**TASKS TO COMPLETE:**
A. In the tornado model article, reproduce the passage that begins at the words "Hubbard, with help" and stops after "evaluate their preparedness.", changing "large-scale events" to "major disasters".
B. According to the tornado model article, in what year did Hubbard arrive at CIMSS?

━━ SOURCE EXCERPT

New CIMSS Tornado Model to simulate damages and losses
Preparation, plain and simple, is the key to getting through severe weather events. Knowing what to do and when can make the difference in minimizing, and even preventing, property damage and fatalities. For emergency managers that means engaging in tabletop or full-scale exercises to test their responses and ensure that they are ready to handle any weather situation.
Until recently, though, something had been missing: easy access to a publicly available tornado model.
“For some hazards geospatial modeling tools are available to model the hazard magnitude and location. There are even fewer models that can use the hazard information to calculate the potential damages and losses from those events. A publicly available tornado model that creates a tornado path does not exist, nor is there a model that can estimate the losses from a tornado event,” said Shane Hubbard, a scientist with the Cooperative Institute for Meteorological Satellite Studies.
For emergency managers, modeling potential damage is a critical component of testing their ability to respond effectively in the event of a real tornado – thinking about what resources to send, as well as where and when to send them.
Hubbard, with help from CIMSS programmer Tommy Jasmin, has changed the modeling landscape by producing the Tornado Model, which has been delivered and will be included in the Department of Homeland Security’s (DHS) Standard Unified Modeling, Mapping, and Integration Toolkit (SUMMIT).
Four years ago Sandia National Laboratories contacted Hubbard seeking outside expertise in modeling tornadoes, floods, and dam breeches. Sandia was supporting the Federal Emergency Management Agency (FEMA) and the DHS in developing national-level exercises to simulate large-scale events. Such simulations allow the departments to evaluate their preparedness.
After helping Sandia on an ad hoc basis with modeling a variety of tornado scenarios, Hubbard offered to create a tornado model that could be customized by the user. Not long after Hubbard arrived at CIMSS in 2013, Sandia had secured funding through DHS, specifically through the Resilient Systems Division of the DHS Science and Technology Directorate, to begin developing that model.
“With this model, the goal is to allow communities to create plans and prepare for tornadoes,” said Hubbard.
Initially, Hubbard was writing the code to run the model, but soon enlisted Jasmin because of his programming experience.
“The SUMMIT modeling architecture required that the model be developed leveraging libraries that were new to the (Space Science and Engineering) Center. Given Tommy’s background in GIS and Java and some of these key concepts that are really important for this software, I quickly identified him as a person who would have the background to learn and implement this new library,” said Hubbard.

━━━━
━━ INFORMATION PROVIDED

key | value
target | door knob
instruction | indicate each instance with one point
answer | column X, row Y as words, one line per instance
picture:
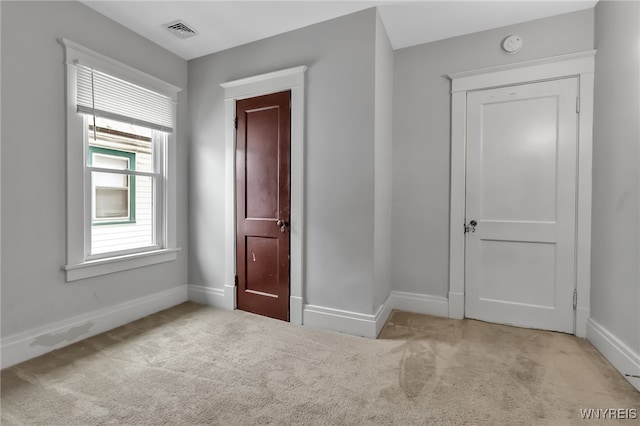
column 282, row 224
column 471, row 228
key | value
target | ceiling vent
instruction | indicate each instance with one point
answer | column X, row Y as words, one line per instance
column 180, row 29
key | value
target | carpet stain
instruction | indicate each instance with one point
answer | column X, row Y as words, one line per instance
column 417, row 368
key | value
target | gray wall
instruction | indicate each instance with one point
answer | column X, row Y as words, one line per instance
column 34, row 291
column 339, row 166
column 615, row 277
column 421, row 136
column 383, row 163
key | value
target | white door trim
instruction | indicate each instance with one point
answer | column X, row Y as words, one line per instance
column 288, row 79
column 581, row 65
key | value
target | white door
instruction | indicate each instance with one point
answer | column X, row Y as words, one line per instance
column 521, row 193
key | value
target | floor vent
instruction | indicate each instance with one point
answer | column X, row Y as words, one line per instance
column 180, row 29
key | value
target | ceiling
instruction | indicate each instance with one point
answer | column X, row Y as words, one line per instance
column 225, row 24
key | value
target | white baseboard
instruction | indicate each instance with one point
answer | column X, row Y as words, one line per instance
column 295, row 310
column 623, row 358
column 383, row 313
column 456, row 305
column 420, row 303
column 207, row 295
column 582, row 318
column 370, row 325
column 339, row 320
column 32, row 343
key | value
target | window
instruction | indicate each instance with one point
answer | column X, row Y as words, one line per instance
column 114, row 195
column 121, row 166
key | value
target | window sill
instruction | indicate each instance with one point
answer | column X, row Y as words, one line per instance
column 94, row 268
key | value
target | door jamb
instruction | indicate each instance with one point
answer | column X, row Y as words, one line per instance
column 278, row 81
column 580, row 65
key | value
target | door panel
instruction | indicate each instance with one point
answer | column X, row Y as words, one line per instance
column 263, row 199
column 521, row 191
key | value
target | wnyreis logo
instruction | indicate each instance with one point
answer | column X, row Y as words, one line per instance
column 609, row 413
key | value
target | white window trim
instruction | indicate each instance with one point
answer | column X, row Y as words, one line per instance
column 581, row 65
column 78, row 266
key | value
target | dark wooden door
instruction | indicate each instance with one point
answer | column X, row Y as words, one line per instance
column 263, row 195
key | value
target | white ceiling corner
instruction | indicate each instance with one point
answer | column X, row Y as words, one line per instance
column 225, row 24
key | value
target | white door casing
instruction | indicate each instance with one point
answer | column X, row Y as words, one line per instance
column 288, row 79
column 521, row 192
column 579, row 65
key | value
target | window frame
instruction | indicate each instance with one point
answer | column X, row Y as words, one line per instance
column 131, row 186
column 80, row 264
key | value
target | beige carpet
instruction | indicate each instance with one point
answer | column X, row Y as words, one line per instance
column 198, row 365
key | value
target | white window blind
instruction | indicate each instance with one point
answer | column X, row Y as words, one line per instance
column 104, row 95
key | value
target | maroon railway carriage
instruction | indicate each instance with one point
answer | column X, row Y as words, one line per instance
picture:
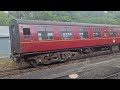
column 44, row 41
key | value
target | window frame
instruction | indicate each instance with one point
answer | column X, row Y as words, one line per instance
column 26, row 36
column 66, row 30
column 96, row 30
column 83, row 30
column 113, row 31
column 45, row 30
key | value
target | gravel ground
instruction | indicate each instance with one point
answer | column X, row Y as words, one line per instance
column 97, row 73
column 89, row 71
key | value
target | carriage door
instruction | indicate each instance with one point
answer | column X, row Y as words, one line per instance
column 27, row 39
column 105, row 35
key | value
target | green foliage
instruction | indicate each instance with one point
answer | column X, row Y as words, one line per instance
column 98, row 17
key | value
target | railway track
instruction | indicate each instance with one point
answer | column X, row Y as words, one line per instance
column 93, row 58
column 112, row 76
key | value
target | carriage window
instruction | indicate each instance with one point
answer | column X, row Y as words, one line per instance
column 67, row 33
column 118, row 33
column 112, row 34
column 26, row 33
column 83, row 33
column 45, row 35
column 96, row 32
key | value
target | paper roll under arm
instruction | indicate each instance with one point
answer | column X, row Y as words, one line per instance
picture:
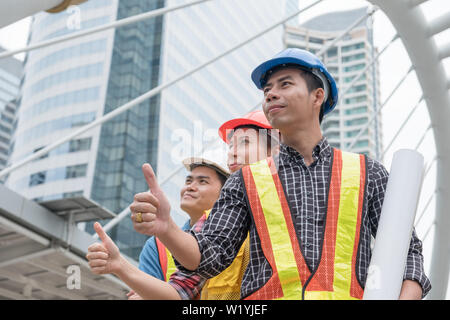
column 387, row 266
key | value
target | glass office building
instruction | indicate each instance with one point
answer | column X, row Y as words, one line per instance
column 11, row 71
column 73, row 83
column 345, row 60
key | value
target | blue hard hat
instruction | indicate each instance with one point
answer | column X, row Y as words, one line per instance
column 305, row 60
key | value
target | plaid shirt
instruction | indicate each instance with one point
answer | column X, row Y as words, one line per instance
column 306, row 189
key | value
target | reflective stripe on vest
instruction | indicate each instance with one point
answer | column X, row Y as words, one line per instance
column 165, row 260
column 335, row 276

━━━━

**IN RESPONSE:**
A.
Hubbard, with help from CIMSS programmer Tommy Jasmin, has changed the modeling landscape by producing the Tornado Model, which has been delivered and will be included in the Department of Homeland Security’s (DHS) Standard Unified Modeling, Mapping, and Integration Toolkit (SUMMIT).
Four years ago Sandia National Laboratories contacted Hubbard seeking outside expertise in modeling tornadoes, floods, and dam breeches. Sandia was supporting the Federal Emergency Management Agency (FEMA) and the DHS in developing national-level exercises to simulate major disasters. Such simulations allow the departments to evaluate their preparedness.

B. 2013